**Brano fornito:**
Eretum Monterotondo, capitan Alessandri è profeta in patria: “Difendere i colori della mia città? Una questione di sentimento…”

Eretum Monterotondo, capitan Alessandri è profeta in patria: “Difendere i colori della mia città? Una questione di sentimento…”

Portiere, filosofo, intessitore di azzeccate trame linguistiche.

Trattenere l’essenza di Carlo Alessandri in un predicato verbale che lo rappresenti nella sua interezza è impresa ardua.

Non meno facile è condensare nella forma costituzionalmente algida di un’intervista scritta le parole, le pause e le riflessioni di un ragazzo che rappresenta un’eccezionalità se messo a paragone con le mille frasi di circostanza che da sempre impregnano il vocabolario calcistico.

Due domeniche fa, il capitano dell’Eretum Monterotondo si è reso protagonista di una prestazione sontuosa nel giorno più atteso, quello del derby con i cugini del Real Monterotondo Scalo.

**Record da usare:**
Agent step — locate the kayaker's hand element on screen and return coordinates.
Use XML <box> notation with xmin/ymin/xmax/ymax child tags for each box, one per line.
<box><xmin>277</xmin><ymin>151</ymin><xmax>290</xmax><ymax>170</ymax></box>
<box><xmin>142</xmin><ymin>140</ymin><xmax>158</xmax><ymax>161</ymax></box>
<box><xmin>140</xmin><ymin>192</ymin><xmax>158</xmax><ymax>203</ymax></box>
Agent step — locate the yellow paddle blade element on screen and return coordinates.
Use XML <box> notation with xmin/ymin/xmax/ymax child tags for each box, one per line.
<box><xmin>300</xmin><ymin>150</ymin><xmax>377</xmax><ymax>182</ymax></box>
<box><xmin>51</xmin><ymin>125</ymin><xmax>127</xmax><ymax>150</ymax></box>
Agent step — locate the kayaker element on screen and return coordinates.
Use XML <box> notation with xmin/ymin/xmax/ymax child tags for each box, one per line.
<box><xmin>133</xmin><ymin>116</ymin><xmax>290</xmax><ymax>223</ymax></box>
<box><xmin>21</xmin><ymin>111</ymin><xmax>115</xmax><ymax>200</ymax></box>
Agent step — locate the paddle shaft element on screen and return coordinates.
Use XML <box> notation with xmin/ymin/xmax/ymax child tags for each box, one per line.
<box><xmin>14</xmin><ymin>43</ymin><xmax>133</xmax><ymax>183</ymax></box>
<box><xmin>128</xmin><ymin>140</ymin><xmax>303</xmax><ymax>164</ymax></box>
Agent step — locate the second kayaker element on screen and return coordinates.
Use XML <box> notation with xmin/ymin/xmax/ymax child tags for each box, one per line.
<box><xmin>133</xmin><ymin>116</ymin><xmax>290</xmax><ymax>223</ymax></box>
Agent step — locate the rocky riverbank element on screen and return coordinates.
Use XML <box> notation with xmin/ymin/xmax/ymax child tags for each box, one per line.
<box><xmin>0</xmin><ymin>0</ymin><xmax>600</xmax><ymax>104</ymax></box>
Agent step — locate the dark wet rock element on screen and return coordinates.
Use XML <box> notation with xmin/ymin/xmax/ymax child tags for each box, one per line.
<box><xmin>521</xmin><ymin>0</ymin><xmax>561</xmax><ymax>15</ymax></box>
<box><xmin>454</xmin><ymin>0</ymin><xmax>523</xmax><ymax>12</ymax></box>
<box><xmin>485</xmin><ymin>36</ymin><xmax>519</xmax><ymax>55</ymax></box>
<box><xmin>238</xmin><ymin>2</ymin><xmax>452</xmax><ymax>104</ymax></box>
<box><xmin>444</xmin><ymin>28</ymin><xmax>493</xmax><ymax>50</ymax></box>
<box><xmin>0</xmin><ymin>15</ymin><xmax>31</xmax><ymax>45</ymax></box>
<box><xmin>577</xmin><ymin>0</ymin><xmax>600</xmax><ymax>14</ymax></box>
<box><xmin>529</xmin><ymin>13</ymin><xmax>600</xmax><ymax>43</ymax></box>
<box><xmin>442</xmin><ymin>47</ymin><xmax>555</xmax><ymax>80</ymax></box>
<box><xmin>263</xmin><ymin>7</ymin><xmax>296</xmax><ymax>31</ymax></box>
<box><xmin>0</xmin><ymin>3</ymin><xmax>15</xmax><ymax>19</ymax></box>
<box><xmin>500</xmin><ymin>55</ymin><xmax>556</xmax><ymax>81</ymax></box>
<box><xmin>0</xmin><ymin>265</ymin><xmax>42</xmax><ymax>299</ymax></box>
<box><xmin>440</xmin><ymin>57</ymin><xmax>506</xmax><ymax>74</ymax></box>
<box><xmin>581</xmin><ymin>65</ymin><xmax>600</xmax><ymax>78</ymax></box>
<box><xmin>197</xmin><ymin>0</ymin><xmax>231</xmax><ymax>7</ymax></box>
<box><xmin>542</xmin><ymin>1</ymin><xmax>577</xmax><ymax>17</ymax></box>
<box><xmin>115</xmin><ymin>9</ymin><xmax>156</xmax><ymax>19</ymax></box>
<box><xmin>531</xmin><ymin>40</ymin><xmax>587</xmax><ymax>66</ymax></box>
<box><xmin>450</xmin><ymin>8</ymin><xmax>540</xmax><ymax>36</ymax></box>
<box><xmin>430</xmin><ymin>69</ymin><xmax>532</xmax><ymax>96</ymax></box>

**Lavoro da svolgere:**
(a) Individua e trascrivi ogni riga dei record che contiene la stringa “locate”.
(b) Prosegui l'articolo sul capitano dell'Eretum Monterotondo, riprendendo subito dopo la sua ultima frase.
L'articolo e i record sono materiali distinti, senza legami tra loro.

**Soluzioni degli esercizi:**
(a)
Agent step — locate the kayaker's hand element on screen and return coordinates.
Agent step — locate the yellow paddle blade element on screen and return coordinates.
Agent step — locate the kayaker element on screen and return coordinates.
Agent step — locate the paddle shaft element on screen and return coordinates.
Agent step — locate the second kayaker element on screen and return coordinates.
Agent step — locate the rocky riverbank element on screen and return coordinates.
Agent step — locate the dark wet rock element on screen and return coordinates.

(b)
Un rigore parato ed almeno altri tre interventi provvidenziali hanno spedito di diritto l’estremo difensore gialloblu nella rosa dei candidati al successo nel nostro sondaggio settimanale ed i nostri lettori lo hanno decretato vincitore della contesa.

Di questo e molto altro ancora abbiamo parlato con questo meraviglioso protagonista del nostro calcio.

 

Carlo, in occasione del derby sei stato letteralmente insuperabile.

“Il calcio di rigore che sono riuscito a parare ha rappresentato la ciliegina sulla torta di una grande prestazione da parte di tutta la squadra.

Aggiudicarsi la stracittadina dopo una vittoria pesante come quella di sette giorni prima a Forano è stata una grandissima soddisfazione”.

Cosa si prova nell’attimo che segue una parata come quella di due domeniche fa?

“Non so esattamente come descrivere un momento del genere.

Le emozioni mi si sono letteralmente azzerate, tanto erano arrivate al loro culmine”.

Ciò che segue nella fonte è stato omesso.